• [THE REQUEST]: Count the lines in the data below that contain the string "outline", with case counting. Reply with the number alone.

• [RECORDED INFORMATION]:
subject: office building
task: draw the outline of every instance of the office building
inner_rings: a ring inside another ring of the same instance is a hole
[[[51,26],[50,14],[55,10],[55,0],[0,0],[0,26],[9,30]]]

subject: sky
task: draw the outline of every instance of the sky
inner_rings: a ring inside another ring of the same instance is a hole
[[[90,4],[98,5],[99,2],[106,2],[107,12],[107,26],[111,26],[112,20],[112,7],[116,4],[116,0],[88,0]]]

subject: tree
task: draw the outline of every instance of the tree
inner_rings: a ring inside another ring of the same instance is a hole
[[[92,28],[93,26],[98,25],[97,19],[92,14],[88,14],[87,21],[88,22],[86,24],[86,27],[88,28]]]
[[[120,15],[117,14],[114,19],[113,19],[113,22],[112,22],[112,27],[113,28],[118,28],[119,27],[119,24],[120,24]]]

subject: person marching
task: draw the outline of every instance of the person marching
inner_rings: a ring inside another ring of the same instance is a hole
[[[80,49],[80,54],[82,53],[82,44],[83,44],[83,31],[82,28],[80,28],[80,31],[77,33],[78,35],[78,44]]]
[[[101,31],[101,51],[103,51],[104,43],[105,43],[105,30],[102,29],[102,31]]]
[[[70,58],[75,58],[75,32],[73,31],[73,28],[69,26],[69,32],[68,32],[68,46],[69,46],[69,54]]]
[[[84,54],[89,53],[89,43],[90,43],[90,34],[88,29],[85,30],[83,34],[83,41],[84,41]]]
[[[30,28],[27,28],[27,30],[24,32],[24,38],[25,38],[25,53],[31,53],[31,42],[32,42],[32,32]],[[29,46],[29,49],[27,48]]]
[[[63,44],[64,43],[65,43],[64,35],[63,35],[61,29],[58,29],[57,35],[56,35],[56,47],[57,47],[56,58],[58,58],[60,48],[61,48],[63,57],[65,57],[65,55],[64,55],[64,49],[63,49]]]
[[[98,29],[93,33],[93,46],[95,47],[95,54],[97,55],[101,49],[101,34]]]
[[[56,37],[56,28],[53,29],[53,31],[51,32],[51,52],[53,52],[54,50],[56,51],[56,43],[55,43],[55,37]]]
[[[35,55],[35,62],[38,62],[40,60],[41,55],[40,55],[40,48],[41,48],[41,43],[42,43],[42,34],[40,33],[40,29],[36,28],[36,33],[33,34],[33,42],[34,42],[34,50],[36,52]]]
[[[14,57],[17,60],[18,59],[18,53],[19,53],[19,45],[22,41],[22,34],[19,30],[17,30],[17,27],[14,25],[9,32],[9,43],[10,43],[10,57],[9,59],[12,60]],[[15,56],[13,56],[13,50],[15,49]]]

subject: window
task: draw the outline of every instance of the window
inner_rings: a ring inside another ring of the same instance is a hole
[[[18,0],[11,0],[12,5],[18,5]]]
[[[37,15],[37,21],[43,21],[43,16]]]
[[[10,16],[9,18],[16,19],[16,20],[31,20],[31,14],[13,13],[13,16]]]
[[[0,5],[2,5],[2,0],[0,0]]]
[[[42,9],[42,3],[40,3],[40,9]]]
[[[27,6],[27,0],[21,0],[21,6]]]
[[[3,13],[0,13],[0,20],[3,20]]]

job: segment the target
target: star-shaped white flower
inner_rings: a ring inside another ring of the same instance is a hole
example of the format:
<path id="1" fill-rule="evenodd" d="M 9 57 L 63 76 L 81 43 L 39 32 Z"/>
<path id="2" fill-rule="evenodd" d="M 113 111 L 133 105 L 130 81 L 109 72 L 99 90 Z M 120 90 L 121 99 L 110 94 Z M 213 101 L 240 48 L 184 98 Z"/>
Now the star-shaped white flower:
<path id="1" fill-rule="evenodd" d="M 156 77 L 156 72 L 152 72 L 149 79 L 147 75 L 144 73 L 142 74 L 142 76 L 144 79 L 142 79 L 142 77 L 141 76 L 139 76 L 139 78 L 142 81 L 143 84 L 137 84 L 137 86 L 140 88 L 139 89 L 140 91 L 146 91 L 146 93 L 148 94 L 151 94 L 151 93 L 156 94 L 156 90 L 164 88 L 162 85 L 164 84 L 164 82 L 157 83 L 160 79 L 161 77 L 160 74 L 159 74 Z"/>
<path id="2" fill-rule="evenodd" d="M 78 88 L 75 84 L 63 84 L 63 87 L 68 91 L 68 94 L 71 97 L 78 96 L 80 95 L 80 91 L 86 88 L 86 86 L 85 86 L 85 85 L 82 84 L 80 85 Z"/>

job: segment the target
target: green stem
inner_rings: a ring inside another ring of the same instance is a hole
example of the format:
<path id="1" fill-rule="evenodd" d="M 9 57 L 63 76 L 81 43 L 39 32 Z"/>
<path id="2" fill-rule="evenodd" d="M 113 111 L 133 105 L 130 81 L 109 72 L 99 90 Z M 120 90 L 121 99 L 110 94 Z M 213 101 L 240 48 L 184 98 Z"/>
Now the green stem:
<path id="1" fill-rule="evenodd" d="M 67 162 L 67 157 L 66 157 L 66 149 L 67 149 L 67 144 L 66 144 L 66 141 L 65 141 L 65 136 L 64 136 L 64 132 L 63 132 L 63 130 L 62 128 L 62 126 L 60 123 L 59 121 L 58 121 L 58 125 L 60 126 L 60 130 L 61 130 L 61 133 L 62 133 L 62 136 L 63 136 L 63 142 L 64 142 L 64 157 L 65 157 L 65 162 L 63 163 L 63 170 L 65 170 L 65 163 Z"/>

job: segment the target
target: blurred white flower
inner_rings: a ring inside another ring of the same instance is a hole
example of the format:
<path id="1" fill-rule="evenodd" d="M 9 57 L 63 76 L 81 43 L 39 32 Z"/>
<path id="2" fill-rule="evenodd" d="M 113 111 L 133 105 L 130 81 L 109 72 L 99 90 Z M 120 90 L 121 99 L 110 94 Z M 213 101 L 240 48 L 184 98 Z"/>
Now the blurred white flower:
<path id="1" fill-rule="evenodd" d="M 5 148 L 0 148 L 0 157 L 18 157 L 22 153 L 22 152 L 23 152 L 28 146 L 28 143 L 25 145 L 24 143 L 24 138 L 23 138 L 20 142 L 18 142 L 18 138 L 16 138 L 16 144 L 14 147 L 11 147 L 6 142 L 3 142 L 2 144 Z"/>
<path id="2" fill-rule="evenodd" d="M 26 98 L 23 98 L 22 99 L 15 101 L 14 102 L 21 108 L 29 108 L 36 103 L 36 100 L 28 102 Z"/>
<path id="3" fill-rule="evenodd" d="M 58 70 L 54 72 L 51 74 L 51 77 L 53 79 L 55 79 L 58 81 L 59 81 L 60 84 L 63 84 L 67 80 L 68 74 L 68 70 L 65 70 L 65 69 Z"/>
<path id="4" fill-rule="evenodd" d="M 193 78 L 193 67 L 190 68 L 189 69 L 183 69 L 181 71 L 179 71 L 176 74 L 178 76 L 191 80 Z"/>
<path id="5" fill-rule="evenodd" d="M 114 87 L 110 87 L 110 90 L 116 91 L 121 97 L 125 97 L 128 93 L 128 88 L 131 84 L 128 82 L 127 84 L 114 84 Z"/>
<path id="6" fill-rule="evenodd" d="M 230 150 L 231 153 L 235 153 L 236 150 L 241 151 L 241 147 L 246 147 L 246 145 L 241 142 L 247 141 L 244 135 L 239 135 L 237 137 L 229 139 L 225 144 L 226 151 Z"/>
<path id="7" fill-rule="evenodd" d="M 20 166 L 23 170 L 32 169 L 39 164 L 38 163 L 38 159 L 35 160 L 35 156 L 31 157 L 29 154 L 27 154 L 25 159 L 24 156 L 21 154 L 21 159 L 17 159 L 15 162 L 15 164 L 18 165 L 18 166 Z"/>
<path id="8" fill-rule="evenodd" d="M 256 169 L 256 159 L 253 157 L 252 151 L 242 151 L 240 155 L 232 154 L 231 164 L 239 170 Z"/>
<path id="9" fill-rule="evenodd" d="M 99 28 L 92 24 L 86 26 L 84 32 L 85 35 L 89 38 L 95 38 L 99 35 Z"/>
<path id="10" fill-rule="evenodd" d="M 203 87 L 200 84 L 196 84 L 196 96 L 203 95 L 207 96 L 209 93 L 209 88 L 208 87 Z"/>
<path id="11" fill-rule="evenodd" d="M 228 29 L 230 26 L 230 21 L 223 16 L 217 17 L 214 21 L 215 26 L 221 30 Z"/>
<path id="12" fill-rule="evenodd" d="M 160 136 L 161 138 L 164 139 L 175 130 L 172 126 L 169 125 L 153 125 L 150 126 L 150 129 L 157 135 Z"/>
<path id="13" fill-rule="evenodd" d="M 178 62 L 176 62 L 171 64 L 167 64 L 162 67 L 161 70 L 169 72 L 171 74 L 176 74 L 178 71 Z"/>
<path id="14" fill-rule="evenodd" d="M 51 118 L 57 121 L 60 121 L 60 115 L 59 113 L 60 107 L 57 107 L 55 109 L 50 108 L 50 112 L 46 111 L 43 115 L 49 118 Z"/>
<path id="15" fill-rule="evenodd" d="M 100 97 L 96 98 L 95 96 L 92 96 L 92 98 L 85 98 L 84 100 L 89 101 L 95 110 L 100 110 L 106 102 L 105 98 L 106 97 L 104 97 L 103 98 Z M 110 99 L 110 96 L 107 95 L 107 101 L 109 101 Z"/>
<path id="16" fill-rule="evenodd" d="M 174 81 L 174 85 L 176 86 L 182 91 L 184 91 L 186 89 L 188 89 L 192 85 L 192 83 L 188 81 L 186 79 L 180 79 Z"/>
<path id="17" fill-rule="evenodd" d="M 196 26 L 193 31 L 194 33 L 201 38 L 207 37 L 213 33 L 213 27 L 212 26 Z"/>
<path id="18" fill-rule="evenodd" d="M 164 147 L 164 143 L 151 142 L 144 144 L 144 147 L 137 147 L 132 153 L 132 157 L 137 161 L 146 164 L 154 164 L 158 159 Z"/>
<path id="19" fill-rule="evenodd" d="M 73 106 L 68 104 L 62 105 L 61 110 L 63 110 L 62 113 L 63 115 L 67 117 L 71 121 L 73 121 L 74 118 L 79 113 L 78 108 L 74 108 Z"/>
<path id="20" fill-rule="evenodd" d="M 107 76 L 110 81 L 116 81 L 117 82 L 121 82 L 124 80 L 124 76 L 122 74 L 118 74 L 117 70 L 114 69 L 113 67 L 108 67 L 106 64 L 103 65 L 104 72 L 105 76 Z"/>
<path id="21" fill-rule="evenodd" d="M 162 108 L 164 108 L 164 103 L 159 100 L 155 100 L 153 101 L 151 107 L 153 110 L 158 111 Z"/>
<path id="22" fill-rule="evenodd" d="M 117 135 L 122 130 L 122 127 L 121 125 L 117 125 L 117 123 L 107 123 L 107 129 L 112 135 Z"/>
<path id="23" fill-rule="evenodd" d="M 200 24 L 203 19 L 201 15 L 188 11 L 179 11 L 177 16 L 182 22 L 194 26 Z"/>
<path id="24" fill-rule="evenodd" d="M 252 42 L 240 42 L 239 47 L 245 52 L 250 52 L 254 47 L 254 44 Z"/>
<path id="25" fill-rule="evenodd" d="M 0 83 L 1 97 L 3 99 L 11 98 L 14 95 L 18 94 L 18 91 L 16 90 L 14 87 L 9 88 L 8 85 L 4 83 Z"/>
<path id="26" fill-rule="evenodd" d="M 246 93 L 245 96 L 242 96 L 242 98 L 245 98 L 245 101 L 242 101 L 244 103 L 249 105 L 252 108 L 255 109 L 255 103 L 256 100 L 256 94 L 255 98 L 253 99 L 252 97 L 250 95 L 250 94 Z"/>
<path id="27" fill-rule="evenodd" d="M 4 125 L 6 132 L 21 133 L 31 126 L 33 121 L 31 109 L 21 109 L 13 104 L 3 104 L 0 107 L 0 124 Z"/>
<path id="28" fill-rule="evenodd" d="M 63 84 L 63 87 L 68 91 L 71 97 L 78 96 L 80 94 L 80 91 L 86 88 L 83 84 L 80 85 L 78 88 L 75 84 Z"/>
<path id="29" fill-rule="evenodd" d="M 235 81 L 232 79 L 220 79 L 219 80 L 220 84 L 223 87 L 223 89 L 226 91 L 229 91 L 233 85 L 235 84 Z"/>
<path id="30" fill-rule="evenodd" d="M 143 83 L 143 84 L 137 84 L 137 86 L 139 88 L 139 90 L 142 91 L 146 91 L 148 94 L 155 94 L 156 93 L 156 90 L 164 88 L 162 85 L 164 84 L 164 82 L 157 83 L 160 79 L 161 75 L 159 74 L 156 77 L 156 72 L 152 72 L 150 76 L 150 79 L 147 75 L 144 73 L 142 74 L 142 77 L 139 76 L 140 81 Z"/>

• [WRITTEN ANSWER]: 5